Cinema ritrovato. Dillinger è morto, di Marco Ferreri, 1969
In memoria di Michel Piccoli, uomo di cinema e di cultura
Michel Piccoli è stato protagonista di alcune sorprendenti carriere cinematografiche: Buñuel, Costa Gavras, la nouvelle vogue di Godard e Resnais. La sua recente scomparsa potrebbe però favorire la riscoperta di un maestro italiano oggi più citato che visto: Marco Ferreri. Regista con cui Piccoli collaborò in ben sette film. Di questi, il più noto è di sicuro La grande abbuffata (1973), non solo per il cast d’eccezione (oltre a Piccoli, Tognazzi, Noiret e Mastroianni): la perfezione narrativa raggiunta nel film ha reso accessibile un discorso sulla crisi dell’uomo moderno-occidentale che altrove, in altri suoi film, appariva ancora ermetico ed espressionistico. Oggi, invece, possiamo celebrare la carriera cinematografica di Piccoli parlando del capolavoro ferreriano: Dillinger è morto (1969). Un film difficile e visionario, totalmente altro dal panorama narrativo italiano, pienamente “internazionale” potremmo dire, come poche altre opere di quegli anni, capace di superare tutte le costruzioni artistico-ideologiche tanto del cinema quanto della cultura del paese, innovando da par suo il realismo sconfinando nell’iperrealismo e nella sperimentazione controllata. Un unicum.
È la storia di una pistola, che viene ritrovata casualmente nella cucina di casa del disegnatore industriale Glauco (Piccoli appunto). Questa suscita la curiosità del padrone di casa, che la coccola, quasi; e poi la smonta, la olia, la pulisce, la rimonta con estrema perizia, la vernicia, ci disegna sopra, la carica e la usa. Contro sua moglie, senza un motivo. Dentro questo processo di alienante reificazione tra l’uomo e l’oggetto, all’interno di questo plot dominante, la cinepresa osserva le azioni e i comportamenti del protagonista: questo torna a casa da lavoro e cena. Ma la cena preparata dalla moglie non lo soddisfa, e allora ripone gli alimenti e si mette a cucinare. Nel mentre, come abbiamo detto, trova la pistola. Tutte le altre azioni perdono di significato: guarda dei filmini amatoriali girati insieme alla moglie, prova a concupire la domestica, mangia qualcosa, legge svogliatamente. Tutta l’attenzione è però rivolta alla pistola.

========

**COSA SI RICHIEDE:** Prosegua l'articolo su Dillinger è morto, riprendendo subito dopo la sua ultima frase. Le righe non hanno alcun ruolo in questo lavoro.

========

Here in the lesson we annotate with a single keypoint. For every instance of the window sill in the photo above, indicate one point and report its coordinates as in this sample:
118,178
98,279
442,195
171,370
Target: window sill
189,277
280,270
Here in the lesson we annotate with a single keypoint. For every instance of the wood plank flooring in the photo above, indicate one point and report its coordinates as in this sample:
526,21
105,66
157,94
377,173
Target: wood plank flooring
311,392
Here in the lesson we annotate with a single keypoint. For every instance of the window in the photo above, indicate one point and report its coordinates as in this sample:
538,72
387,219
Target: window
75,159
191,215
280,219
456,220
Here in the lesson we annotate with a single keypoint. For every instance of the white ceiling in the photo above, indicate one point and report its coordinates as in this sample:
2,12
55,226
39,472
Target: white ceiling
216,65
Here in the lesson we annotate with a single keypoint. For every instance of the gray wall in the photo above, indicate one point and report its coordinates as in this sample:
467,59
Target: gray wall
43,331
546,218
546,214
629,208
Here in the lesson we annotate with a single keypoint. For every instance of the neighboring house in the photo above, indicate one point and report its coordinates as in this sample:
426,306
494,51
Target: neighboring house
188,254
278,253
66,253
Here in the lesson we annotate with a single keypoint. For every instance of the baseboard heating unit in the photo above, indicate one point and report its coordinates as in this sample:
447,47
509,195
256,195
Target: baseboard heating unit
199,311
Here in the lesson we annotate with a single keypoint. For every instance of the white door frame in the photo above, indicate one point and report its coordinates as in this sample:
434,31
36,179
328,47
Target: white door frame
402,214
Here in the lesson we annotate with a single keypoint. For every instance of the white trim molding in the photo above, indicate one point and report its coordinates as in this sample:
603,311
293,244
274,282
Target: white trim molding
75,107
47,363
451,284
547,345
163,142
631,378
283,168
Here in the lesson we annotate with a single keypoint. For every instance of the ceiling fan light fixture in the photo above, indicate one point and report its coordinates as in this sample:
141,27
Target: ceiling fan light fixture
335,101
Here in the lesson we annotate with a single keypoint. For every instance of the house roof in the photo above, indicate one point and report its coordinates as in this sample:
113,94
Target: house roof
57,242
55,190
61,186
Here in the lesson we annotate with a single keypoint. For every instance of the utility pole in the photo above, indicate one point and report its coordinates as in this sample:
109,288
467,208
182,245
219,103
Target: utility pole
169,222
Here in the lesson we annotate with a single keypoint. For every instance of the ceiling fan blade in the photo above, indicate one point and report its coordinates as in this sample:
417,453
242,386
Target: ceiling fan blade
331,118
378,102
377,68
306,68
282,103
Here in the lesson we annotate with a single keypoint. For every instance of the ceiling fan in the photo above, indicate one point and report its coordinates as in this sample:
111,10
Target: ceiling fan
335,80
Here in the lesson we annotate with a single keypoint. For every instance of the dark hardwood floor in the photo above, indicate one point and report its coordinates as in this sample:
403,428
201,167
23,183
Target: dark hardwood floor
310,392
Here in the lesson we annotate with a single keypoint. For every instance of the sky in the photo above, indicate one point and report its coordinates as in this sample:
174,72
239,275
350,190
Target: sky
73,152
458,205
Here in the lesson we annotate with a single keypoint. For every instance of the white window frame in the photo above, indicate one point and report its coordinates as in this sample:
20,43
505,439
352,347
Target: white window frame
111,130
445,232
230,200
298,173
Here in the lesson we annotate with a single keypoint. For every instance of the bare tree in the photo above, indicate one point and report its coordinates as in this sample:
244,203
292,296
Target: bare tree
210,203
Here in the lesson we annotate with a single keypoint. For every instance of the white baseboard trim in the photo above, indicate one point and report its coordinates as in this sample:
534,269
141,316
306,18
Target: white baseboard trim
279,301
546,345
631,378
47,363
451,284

========

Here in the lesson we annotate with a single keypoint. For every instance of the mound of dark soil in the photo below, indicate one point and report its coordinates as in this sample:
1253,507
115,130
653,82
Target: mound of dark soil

========

**ESITO DEL COMPITO:**
Eppure il procedimento non è veristico né minimalista. I movimenti e le azioni non vengono ripresi in una loro presunta naturalità: tutto assume la forma iperrealistica dell’allucinazione. Gli oggetti, il cibo, il vino e la cinepresa amatoriale, così come i dialoghi – rarefatti e ridotti al limite possibile – non sono improntati al verosimile, ma al vero che si nasconde dietro la superficie. Di conseguenza, il realismo non è un mero linguaggio narrativo, ma l’essenza che si cela dietro l’apparenza delle cose. Ed è il rapporto tra uomo e “la cosa” l’oggetto del film.
Che il piccolo borghese occidentale sia “alienato” è – o almeno era – un fatto acclarato. In cosa si definiva questa alienazione nella vita quotidiana, più difficile da estrinsecare. Anche qui, certo, si presenta immediatamente il rapporto morboso tra l’uomo e l’oggetto: l’uomo si realizza per mezzo degli oggetti. Ma la direzione di questa “realizzazione” è complessa: l’uomo trova una via di fuga dalla delusione esistenziale tramite l’umanizzazione degli oggetti stessi.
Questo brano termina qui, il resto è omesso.